■ READING TEXT:
• • • •
A common scenario in which a bank offered a line of credit based on a daily cash collateral report created a "peculiar case" which the court acknowledged was a "fiasco." The dispute was caused by mistakes on both sides. The bank sought and obtained summary judgment at the district court level. But the 7th Circuit Court of Appeals, meticulously laying out the complicated situation, sent the case back to the district court, finding issues of fact that precluded summary judgment. (Wells Fargo Business Credit v. Hindman, 7th Circuit Court of Appeals, No. 12-1208, October 30, 2013).
Wells Fargo Business Credit (WFBC) offered to Clark National, Inc., and its three related companies, a line of credit using inventory and accounts receivable that WFBC closely monitored through a daily collateral report. All incoming cash (including loans) was reported on the daily collateral report and deposited into a cash-collateral account held by WFBC for Clark's benefit. WFBC used the incoming funds to pay down Clark's line of credit, which created available credit on which Clark could take additional advances. So Clark's cash position at any point in time was very important to WFBC's exposure.
As part of the line of credit, WFBC required the owner of Clark, Donald J. Hindman, to subordinate to WFBC. As would be expected, the terms of the subordination were very favorable to WFBC, basically prohibiting Hindman from receiving any payment from Clark without WFBC's prior written consent. Hindman was the owner of Clark, but had retired in 2005, leaving day-to-day management to his son Donald D. Hindman, (who the court referred to as D.D.H. to avoid confusion with his father, Donald J. Hindman).
Then it got interesting. In late 2009, Clark needed additional capital. Hindman, although retired, was still the deep pocket for Clark. So Hindman asked Tom Bassett, a Vice President of Wells Fargo Bank (not Wells Fargo Business Credit) to sell some of Hindman's stock investments to provide $1 million in working capital to Clark. The "fiasco" referenced by the court followed, as shown by the timeline below.
While all this was going on, WFBC, seeing the $750,000 in Clark's cash-collateral account, used the $750,000 to pay down Clark's line of credit. In turn, according to WFBC, Clark used the pay down to draw advances totaling $3,036,089.96 between January 15 and January 21.
After this point, the facts, as described in the opinion become murky. Hindman's personal account statement reflected the return of the $750,000 on January 15. Then, on January 15, the funds were withdrawn from Hindman's account without his authority, but with a note that the original transaction could not be reversed. Upon discovering this, Hindman contacted the ever-helpful Bassett and asked Bassett to wire the funds to Hindman's bank in Florida, out of the reach of any Wells Fargo entity and Bassett did so on January 21. According to the court, this $750,000 reflected a portion of the advances drawn by Clark, made available by WFBC in reliance on the same $750,000, which now had disappeared from Clark's account. On February 2, 2010, WFBC sent a notice to Hindman claiming that the $750,000 payment returned to Hindman was a violation of his subordination agreements with WFBC.
• • • •
■ LISTED ENTRIES:
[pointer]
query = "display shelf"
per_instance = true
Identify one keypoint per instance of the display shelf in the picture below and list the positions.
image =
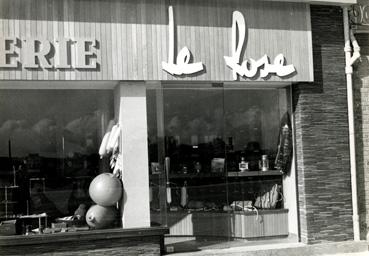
(222, 175)
(195, 175)
(237, 224)
(255, 173)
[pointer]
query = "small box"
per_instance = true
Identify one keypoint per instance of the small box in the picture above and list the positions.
(8, 227)
(217, 165)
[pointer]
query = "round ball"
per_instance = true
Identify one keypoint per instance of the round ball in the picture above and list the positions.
(100, 216)
(105, 189)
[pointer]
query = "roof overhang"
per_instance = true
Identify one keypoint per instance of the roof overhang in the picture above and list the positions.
(326, 2)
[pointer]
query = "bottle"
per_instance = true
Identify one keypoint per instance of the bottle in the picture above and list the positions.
(243, 165)
(264, 163)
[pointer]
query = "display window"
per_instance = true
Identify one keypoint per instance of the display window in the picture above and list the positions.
(221, 153)
(49, 155)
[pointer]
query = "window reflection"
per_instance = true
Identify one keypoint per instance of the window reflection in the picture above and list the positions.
(49, 141)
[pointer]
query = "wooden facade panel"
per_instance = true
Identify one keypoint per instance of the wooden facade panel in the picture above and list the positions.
(133, 36)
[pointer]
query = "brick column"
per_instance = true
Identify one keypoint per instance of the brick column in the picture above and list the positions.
(320, 109)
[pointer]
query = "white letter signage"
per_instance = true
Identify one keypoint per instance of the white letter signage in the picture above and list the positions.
(249, 68)
(8, 52)
(38, 53)
(183, 58)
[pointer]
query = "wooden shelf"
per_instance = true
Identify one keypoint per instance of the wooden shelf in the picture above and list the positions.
(255, 173)
(222, 175)
(196, 175)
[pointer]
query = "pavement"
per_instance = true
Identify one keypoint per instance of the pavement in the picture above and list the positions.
(280, 247)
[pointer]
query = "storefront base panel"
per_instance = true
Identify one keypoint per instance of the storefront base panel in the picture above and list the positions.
(277, 249)
(102, 242)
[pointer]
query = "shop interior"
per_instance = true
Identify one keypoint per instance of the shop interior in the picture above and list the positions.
(220, 158)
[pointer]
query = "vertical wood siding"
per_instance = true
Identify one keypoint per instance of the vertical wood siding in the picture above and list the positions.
(133, 35)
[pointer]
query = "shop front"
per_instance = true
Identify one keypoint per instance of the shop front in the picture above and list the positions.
(224, 128)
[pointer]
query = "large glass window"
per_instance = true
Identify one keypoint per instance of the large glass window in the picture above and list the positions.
(216, 147)
(49, 144)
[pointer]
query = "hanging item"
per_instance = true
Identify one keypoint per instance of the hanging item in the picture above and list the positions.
(184, 195)
(110, 146)
(103, 146)
(284, 151)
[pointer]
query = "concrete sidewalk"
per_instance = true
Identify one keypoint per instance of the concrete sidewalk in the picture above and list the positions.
(286, 249)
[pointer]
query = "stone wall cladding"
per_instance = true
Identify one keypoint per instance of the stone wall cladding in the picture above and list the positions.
(322, 153)
(361, 97)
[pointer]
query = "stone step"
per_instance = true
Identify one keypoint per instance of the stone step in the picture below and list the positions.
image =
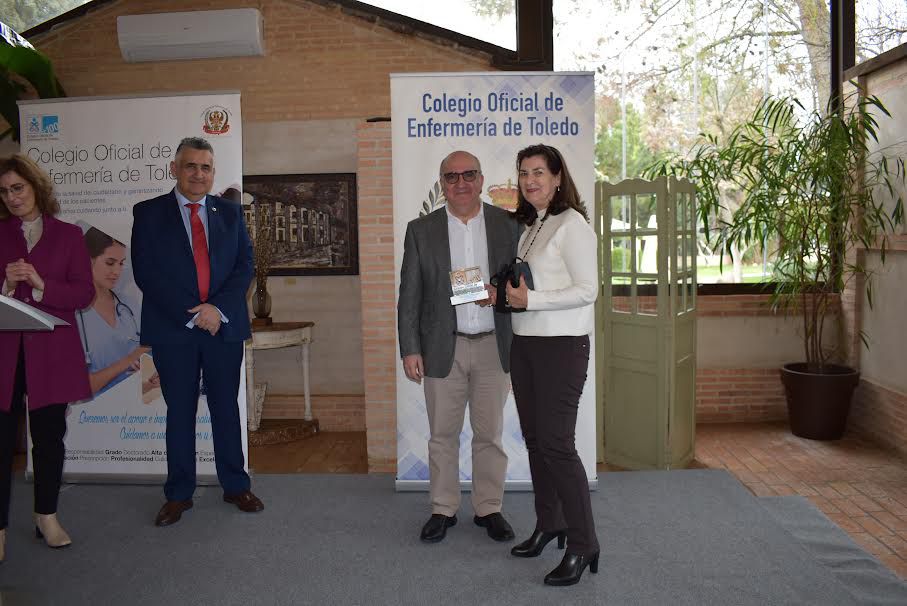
(281, 431)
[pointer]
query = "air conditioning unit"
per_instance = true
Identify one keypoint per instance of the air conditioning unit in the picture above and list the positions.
(191, 35)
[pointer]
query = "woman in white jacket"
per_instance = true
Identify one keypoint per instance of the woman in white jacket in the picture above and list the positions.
(550, 355)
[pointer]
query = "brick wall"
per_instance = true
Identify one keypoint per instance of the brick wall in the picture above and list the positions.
(376, 262)
(335, 412)
(320, 63)
(880, 414)
(738, 395)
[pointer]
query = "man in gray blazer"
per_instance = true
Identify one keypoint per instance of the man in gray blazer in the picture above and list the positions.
(463, 351)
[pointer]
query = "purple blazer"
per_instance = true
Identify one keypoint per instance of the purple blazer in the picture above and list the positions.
(55, 369)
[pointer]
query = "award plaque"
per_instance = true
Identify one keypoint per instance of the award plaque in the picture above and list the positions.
(467, 286)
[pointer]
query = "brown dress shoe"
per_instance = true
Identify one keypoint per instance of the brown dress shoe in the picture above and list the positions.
(245, 501)
(171, 512)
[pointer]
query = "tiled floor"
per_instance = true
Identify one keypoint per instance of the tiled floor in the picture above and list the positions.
(861, 487)
(333, 452)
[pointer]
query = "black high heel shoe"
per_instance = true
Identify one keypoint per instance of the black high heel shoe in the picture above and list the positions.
(534, 545)
(570, 570)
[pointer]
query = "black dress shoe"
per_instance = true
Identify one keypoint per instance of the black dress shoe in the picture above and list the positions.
(245, 501)
(435, 528)
(497, 527)
(534, 545)
(571, 568)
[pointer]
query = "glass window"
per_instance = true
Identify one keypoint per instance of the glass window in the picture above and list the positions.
(26, 14)
(881, 26)
(666, 72)
(493, 21)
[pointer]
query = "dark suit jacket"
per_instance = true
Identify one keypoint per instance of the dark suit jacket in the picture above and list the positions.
(165, 270)
(55, 369)
(426, 320)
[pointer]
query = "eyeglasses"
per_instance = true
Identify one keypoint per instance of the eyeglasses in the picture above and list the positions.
(468, 175)
(18, 188)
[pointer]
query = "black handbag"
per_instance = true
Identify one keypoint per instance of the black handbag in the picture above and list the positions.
(510, 272)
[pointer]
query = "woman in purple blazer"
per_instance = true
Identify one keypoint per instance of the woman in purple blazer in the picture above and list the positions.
(45, 264)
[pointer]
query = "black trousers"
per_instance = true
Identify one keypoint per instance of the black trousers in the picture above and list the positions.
(48, 426)
(548, 374)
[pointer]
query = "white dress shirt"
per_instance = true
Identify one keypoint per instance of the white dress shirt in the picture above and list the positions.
(469, 248)
(186, 214)
(32, 230)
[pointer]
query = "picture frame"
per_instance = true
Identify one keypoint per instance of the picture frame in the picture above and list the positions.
(313, 221)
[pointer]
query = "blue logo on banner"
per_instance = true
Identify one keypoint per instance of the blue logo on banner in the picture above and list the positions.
(50, 125)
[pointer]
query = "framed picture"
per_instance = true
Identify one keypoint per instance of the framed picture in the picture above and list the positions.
(311, 220)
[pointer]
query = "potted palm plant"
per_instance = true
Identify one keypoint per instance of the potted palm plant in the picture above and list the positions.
(809, 188)
(22, 70)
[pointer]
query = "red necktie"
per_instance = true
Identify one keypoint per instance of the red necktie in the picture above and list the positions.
(200, 252)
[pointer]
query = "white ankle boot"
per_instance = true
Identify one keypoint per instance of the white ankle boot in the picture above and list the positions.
(47, 527)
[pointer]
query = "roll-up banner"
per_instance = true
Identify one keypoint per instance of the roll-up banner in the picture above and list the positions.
(103, 156)
(491, 115)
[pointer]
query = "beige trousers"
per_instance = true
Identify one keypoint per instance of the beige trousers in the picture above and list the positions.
(477, 379)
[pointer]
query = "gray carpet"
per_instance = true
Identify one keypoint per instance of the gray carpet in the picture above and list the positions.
(683, 537)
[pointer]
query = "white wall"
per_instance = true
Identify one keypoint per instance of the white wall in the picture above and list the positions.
(332, 302)
(752, 341)
(884, 324)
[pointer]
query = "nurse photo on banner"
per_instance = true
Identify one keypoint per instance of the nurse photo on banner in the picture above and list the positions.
(109, 328)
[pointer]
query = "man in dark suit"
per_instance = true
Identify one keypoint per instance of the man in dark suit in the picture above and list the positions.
(192, 259)
(462, 352)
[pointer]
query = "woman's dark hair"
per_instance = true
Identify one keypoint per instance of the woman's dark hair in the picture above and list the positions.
(566, 196)
(40, 183)
(97, 242)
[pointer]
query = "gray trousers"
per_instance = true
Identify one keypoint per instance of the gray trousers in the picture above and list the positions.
(478, 380)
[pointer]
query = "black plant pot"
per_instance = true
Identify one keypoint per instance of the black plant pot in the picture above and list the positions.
(818, 403)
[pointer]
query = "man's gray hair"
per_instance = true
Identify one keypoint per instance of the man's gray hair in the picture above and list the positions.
(447, 157)
(194, 143)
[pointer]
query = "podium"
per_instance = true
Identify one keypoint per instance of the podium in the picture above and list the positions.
• • • •
■ REQUIRED WORK:
In the case summary about the Wells Fargo line of credit, what total did Clark draw in advances between January 15 and January 21?

■ COMPLETE OUTPUT:
$3,036,089.96